▶ _INPUT_

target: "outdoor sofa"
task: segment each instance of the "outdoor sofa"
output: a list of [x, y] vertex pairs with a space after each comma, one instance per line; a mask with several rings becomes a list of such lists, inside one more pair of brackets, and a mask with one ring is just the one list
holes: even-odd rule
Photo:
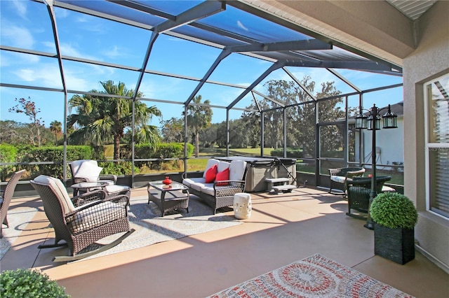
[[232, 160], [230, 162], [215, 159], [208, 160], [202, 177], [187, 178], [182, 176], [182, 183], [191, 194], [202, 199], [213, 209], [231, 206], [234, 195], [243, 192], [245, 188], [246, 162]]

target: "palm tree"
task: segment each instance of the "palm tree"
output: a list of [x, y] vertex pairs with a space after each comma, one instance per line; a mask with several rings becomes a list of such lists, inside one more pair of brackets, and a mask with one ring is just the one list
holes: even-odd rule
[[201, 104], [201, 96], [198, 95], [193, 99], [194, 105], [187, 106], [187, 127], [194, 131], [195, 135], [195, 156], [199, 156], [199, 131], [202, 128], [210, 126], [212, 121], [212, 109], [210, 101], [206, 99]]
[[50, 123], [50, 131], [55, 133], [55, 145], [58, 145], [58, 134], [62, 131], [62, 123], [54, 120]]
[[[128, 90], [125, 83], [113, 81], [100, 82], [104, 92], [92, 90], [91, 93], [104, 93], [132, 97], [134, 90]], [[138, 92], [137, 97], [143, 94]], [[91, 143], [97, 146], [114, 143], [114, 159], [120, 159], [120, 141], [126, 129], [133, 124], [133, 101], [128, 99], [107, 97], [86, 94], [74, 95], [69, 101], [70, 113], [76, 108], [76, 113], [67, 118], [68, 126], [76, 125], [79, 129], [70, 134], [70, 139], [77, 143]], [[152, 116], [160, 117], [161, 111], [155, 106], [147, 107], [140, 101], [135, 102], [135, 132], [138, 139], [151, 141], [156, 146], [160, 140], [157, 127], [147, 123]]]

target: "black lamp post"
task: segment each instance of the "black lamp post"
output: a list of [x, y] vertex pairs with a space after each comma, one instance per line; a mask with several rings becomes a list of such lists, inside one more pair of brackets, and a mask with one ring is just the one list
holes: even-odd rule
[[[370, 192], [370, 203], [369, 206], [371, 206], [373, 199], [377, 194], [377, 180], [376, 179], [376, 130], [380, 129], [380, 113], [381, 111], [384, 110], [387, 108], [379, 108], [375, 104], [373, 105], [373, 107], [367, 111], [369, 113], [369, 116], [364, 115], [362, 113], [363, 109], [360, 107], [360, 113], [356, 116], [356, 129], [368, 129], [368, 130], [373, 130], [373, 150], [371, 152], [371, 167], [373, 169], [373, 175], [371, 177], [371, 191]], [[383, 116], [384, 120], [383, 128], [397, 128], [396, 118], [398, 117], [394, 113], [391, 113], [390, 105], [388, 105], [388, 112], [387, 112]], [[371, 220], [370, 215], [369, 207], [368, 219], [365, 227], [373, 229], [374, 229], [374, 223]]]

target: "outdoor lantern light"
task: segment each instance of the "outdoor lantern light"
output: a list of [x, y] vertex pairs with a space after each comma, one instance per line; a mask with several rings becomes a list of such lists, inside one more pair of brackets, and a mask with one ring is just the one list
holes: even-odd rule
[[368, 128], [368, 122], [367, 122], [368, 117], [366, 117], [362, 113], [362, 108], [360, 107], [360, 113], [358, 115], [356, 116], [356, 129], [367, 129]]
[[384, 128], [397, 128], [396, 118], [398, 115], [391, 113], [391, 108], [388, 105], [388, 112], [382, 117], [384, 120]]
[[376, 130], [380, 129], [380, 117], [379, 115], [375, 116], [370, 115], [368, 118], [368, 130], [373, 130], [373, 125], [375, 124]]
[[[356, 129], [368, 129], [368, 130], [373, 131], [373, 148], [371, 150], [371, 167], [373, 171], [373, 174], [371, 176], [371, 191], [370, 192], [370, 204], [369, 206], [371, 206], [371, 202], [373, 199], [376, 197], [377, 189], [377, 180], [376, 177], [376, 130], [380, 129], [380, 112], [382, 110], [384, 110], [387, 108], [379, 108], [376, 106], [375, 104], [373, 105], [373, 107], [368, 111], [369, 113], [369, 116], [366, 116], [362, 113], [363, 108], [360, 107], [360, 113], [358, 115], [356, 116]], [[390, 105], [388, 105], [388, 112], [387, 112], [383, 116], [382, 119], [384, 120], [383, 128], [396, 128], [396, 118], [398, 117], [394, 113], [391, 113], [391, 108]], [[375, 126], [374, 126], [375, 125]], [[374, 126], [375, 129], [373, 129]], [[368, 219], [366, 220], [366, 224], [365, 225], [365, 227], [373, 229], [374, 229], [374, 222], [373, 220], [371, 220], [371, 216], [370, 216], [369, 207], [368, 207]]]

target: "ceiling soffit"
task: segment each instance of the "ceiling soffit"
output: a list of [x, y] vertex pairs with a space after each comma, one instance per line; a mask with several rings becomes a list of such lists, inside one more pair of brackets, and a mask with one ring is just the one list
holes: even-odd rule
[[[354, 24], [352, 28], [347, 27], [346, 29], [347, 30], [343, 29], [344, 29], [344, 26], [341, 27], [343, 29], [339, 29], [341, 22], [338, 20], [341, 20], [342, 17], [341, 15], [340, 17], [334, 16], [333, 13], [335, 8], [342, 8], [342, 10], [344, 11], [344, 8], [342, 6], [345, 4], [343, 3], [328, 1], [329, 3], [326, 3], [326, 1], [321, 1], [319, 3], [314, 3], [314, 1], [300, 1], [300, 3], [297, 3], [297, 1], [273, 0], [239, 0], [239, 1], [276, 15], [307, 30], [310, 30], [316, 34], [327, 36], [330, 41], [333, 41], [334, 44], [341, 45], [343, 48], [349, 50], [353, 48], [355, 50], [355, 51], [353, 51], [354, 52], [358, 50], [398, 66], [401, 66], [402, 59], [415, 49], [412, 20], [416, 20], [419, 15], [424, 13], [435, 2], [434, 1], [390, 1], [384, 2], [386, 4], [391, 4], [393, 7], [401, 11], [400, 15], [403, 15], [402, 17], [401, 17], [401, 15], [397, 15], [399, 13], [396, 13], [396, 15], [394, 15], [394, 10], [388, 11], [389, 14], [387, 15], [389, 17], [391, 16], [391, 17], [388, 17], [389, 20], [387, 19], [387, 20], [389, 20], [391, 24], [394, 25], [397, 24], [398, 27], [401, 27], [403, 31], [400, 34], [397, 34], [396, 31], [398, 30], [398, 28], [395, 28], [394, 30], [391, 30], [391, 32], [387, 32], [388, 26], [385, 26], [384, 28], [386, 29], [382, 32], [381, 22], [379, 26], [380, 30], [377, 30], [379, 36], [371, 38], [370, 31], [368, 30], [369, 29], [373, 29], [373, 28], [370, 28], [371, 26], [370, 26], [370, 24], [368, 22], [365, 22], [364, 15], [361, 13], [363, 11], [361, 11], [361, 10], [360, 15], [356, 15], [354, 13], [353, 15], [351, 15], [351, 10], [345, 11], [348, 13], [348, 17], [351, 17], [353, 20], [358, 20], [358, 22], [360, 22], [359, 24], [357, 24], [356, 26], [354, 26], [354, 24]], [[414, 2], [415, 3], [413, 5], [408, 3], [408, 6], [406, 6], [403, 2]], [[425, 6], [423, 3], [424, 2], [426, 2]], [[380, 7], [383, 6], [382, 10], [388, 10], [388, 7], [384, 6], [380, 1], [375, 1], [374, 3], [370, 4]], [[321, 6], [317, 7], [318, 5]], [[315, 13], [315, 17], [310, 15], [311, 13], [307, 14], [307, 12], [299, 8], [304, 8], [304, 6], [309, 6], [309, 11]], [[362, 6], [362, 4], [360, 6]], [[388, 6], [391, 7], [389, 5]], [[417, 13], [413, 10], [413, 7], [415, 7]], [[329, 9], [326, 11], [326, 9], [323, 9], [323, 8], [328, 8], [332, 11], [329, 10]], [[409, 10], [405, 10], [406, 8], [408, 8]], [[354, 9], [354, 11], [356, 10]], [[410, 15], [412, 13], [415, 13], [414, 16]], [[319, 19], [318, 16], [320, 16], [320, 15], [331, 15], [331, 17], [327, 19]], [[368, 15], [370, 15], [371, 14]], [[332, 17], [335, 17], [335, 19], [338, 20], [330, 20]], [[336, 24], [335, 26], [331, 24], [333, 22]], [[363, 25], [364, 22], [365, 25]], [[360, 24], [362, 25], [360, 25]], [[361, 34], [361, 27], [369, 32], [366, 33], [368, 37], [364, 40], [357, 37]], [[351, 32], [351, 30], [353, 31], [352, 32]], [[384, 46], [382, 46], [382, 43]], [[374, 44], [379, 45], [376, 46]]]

▶ _REQUIRED TASK_
Reproduce the data above verbatim, from its first line through the line containing "188], [246, 162]]", with both ends included. Omit the picture from your copy.

▶ _RESPONSE TO THE EXERCISE_
target: "outdoor sofa"
task: segment each instance of the "outdoor sofa"
output: a list of [x, y] vertex pairs with a space after each comma, one instance per line; a mask with several rings becomes a list of such lists, inside one more pair of brackets, and a mask with one ring is just the one list
holes: even-odd rule
Photo:
[[232, 160], [230, 162], [215, 159], [208, 160], [202, 177], [187, 178], [182, 176], [182, 183], [191, 194], [202, 199], [213, 209], [231, 206], [234, 195], [243, 192], [245, 188], [246, 162]]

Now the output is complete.